begin Document segment
TEHRAN: Iranian authorities have released on bail two senior reformist figures who were arrested in recent days following anti-government protests in January, local media reported.
“Javad Emam and Ebrahim Asgharzadeh were released a few minutes ago after posting bail,” their lawyer, Hojjat Kermani, said in an interview with the ISNA news agency published on Thursday evening.
Asgharzadeh is a former member of parliament and Emam is the spokesman of the Reformist Front, the main coalition of the reformist camp.
They were accused of “undermining national unity” and “coordinating with enemy propaganda,” the Fars news agency reported at the time of their arrests.
Reformists traditionally call for more social freedoms and the establishment of a civil society and backed current president Masoud Pezeshkian during his 2024 campaign.
The lawyer expressed hope that the release of Azar Mansouri, head of the Reform Front since 2023 could come “in the next few days when her arrest warrant is revoked.”
Mansouri, 60, an adviser to reformist former president Mohammad Khatami, was arrested on Sunday alongside two other reformists.
The arrests come weeks after deadly protests erupted across the country, in which thousands of people died and many more were more arrested.
In 2009, Emam was one of the campaign managers for Mir Hossein Mousavi, a leading figure in the Iranian opposition and former prime minister, who has been under house arrest since 2011.
end Document segment
begin Records supplied
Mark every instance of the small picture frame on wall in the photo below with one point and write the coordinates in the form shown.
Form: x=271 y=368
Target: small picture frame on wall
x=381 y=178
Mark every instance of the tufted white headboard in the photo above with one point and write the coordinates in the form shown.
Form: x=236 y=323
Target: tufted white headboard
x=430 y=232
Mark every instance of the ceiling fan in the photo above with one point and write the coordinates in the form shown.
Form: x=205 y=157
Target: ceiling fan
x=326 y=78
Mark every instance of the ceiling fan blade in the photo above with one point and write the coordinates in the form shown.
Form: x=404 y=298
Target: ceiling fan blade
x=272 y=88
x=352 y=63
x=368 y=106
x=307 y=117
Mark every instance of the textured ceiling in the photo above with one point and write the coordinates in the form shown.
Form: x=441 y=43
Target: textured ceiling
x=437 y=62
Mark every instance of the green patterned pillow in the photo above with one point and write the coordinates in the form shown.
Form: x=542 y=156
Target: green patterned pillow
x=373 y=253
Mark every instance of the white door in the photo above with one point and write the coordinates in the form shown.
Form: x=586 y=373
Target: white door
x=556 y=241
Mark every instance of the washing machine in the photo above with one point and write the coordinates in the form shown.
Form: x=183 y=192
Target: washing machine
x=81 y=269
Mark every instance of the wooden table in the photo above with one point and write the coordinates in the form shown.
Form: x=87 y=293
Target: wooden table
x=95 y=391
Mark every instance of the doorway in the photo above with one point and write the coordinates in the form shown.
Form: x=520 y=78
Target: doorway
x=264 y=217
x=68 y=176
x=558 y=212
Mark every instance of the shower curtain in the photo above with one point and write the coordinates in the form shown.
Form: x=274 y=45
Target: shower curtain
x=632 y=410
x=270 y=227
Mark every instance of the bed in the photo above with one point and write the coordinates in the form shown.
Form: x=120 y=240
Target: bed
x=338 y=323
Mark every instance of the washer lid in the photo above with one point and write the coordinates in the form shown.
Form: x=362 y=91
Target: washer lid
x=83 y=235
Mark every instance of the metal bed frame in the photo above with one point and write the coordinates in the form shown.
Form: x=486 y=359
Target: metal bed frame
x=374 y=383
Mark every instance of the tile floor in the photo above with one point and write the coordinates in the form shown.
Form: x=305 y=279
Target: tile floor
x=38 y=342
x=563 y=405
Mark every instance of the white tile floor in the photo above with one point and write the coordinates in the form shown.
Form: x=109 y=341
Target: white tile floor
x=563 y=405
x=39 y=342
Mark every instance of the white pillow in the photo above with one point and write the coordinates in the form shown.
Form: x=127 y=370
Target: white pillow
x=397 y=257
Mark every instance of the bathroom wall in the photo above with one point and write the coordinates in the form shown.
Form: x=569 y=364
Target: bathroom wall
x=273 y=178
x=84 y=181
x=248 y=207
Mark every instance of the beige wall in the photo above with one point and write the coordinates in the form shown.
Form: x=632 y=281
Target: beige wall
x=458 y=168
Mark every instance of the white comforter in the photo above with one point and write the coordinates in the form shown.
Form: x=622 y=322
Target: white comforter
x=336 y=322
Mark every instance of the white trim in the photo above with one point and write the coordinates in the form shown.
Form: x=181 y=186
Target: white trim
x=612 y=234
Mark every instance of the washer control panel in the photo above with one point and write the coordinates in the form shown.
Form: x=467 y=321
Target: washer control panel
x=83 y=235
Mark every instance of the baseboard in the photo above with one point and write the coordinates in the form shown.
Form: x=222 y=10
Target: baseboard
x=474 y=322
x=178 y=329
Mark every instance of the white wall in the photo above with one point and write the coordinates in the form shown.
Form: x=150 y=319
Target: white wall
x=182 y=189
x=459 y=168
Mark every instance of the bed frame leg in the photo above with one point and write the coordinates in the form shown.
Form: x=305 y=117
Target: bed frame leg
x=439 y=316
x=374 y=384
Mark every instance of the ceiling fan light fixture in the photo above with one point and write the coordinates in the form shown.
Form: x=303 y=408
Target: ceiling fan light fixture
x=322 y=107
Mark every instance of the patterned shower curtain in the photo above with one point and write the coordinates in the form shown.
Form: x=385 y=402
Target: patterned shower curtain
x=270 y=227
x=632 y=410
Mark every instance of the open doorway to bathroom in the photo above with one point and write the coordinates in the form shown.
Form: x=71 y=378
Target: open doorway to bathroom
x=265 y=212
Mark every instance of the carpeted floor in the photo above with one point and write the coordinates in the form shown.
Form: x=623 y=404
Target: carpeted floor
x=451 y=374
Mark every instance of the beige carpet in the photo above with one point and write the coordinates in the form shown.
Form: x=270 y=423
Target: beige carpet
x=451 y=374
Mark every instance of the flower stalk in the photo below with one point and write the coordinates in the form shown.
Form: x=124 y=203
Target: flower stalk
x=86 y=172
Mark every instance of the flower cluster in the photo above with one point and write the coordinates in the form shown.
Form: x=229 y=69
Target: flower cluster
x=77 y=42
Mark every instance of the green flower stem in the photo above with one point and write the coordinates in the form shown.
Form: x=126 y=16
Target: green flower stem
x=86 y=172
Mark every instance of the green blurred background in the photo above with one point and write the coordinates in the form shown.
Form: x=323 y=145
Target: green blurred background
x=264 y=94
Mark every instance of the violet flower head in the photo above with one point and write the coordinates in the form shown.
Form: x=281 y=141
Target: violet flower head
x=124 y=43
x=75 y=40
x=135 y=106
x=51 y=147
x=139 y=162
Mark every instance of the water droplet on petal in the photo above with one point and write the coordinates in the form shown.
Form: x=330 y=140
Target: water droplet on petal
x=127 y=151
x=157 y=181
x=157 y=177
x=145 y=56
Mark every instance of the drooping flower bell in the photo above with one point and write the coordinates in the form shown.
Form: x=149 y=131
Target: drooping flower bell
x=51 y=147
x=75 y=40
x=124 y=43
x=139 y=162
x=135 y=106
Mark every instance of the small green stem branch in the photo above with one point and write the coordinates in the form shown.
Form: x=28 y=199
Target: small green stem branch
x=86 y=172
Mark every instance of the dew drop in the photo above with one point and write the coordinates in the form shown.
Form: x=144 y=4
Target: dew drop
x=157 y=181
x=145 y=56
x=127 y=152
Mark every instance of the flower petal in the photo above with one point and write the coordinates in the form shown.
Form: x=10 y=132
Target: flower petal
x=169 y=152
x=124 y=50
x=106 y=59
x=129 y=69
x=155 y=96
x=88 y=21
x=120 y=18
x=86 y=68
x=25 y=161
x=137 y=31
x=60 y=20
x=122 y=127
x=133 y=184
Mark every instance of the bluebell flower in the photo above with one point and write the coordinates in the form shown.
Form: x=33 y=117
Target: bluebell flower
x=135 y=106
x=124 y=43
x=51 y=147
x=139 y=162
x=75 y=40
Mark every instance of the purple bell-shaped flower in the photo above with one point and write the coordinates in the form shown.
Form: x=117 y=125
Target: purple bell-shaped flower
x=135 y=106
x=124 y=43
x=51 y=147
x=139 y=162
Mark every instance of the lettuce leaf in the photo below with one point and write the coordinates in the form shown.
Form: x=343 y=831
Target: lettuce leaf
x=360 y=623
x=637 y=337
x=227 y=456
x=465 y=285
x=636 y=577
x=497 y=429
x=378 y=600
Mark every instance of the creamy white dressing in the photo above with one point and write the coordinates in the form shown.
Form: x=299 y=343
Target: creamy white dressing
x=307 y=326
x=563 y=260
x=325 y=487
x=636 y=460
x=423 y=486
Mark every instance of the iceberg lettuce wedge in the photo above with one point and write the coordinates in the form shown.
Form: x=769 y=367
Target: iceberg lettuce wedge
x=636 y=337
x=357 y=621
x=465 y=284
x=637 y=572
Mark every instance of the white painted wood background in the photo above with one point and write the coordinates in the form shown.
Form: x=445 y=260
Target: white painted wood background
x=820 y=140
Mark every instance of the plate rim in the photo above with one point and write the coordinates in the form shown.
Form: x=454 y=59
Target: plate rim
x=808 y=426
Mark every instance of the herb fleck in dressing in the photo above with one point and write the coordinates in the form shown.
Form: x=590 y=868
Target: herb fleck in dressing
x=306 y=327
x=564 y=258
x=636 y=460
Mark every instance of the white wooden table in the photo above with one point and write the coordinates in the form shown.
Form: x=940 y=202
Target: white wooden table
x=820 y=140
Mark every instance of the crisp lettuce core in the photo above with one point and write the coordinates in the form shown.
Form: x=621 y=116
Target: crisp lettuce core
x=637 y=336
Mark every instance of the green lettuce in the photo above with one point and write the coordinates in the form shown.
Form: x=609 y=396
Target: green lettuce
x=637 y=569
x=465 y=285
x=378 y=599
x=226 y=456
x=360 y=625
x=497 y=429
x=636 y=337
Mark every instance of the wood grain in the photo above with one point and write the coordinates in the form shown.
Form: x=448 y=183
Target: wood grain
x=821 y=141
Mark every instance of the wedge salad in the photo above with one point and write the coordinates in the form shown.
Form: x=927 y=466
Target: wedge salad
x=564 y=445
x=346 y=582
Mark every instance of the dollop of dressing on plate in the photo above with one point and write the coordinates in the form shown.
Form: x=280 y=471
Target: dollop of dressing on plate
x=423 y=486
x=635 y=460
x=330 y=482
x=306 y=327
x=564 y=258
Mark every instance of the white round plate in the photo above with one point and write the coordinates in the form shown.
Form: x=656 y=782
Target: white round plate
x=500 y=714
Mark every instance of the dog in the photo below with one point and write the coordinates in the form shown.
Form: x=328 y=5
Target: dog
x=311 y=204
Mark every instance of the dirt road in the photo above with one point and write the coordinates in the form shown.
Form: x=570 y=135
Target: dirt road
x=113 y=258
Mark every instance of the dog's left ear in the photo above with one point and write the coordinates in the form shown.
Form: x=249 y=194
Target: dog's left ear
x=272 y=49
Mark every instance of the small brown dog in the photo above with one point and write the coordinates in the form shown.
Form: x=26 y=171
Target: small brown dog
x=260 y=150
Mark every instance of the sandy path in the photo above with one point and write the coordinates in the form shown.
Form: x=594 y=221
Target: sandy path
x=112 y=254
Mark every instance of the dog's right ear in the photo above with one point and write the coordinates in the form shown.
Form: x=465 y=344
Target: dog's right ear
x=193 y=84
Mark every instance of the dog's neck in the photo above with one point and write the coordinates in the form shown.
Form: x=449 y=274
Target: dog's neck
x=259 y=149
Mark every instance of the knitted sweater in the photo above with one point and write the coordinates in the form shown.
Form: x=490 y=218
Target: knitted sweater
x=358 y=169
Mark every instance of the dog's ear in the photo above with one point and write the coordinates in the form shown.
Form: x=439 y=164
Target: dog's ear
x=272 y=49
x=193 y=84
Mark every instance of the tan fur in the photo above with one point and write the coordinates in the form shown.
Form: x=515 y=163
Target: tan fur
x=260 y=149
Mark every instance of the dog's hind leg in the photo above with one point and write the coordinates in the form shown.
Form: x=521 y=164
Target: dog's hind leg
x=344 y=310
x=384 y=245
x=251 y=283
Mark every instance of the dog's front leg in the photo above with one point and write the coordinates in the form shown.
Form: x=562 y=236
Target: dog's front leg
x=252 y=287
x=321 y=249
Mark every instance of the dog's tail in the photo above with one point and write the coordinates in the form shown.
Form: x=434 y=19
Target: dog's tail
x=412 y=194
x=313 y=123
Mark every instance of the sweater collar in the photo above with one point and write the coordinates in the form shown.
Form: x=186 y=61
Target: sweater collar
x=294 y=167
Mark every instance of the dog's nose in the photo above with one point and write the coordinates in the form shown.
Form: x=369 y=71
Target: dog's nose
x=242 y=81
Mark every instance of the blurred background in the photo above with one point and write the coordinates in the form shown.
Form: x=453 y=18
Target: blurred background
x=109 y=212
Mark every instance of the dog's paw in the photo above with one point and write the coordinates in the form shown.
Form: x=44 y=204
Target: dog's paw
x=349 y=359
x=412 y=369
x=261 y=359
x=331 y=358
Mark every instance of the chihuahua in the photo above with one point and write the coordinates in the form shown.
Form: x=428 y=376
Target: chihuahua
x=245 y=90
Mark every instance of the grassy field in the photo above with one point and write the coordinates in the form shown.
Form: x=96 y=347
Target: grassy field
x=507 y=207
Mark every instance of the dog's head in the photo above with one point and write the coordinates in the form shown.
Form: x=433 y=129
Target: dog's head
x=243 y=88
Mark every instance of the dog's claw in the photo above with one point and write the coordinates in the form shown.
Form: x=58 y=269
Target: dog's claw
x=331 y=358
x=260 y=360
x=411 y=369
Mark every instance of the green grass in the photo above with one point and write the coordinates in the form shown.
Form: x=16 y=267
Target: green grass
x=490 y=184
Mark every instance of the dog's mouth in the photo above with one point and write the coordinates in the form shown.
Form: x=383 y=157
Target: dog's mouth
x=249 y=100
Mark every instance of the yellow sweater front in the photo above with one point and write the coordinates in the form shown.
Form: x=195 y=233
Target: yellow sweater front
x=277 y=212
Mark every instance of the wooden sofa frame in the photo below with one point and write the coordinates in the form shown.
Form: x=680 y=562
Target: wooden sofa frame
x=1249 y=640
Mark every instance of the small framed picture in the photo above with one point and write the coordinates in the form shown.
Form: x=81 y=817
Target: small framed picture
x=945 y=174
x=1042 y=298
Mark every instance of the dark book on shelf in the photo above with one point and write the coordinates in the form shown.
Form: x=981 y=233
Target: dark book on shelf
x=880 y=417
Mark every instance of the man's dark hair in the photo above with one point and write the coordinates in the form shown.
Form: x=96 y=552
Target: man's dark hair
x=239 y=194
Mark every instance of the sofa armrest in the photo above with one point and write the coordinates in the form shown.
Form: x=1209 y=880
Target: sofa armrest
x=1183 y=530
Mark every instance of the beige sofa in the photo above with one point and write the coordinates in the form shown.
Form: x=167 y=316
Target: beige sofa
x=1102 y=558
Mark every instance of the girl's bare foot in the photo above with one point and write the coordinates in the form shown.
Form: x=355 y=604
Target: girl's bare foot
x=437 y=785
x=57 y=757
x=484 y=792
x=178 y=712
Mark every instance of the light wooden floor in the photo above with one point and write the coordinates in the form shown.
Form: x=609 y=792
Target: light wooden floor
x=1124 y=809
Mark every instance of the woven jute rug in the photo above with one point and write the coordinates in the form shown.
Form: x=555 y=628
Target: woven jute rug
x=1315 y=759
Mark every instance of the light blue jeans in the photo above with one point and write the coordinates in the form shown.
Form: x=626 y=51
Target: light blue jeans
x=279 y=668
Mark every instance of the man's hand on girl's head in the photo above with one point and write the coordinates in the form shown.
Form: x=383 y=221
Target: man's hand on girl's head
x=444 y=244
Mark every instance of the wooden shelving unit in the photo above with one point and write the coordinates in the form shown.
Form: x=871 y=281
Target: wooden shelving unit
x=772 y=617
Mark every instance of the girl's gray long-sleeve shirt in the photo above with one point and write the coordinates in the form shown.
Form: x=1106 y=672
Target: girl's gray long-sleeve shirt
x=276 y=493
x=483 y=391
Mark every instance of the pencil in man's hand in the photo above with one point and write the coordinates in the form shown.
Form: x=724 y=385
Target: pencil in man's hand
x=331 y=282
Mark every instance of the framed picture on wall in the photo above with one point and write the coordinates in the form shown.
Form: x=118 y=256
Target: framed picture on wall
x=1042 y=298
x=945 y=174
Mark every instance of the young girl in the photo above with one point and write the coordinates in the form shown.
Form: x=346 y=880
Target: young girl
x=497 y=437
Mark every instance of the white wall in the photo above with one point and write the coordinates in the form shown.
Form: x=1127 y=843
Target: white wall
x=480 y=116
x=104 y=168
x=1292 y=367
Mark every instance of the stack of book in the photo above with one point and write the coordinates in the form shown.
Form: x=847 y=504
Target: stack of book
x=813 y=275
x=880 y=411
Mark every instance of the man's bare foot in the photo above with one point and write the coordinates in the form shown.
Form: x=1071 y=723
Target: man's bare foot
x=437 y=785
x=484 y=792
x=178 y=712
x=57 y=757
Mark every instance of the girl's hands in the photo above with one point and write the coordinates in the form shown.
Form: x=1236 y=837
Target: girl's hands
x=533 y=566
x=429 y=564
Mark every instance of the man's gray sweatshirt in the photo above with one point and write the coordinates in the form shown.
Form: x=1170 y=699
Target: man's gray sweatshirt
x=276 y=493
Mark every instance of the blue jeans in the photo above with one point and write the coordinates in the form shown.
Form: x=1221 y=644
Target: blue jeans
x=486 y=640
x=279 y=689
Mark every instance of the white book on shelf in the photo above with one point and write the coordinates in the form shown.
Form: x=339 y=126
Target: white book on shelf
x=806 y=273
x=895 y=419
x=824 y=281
end Records supplied
**Goal**
According to the news report on the Iranian reformists, what role does Javad Emam hold? Rely only on the news report for this.

**Answer to the problem**
He is the spokesman of the Reformist Front.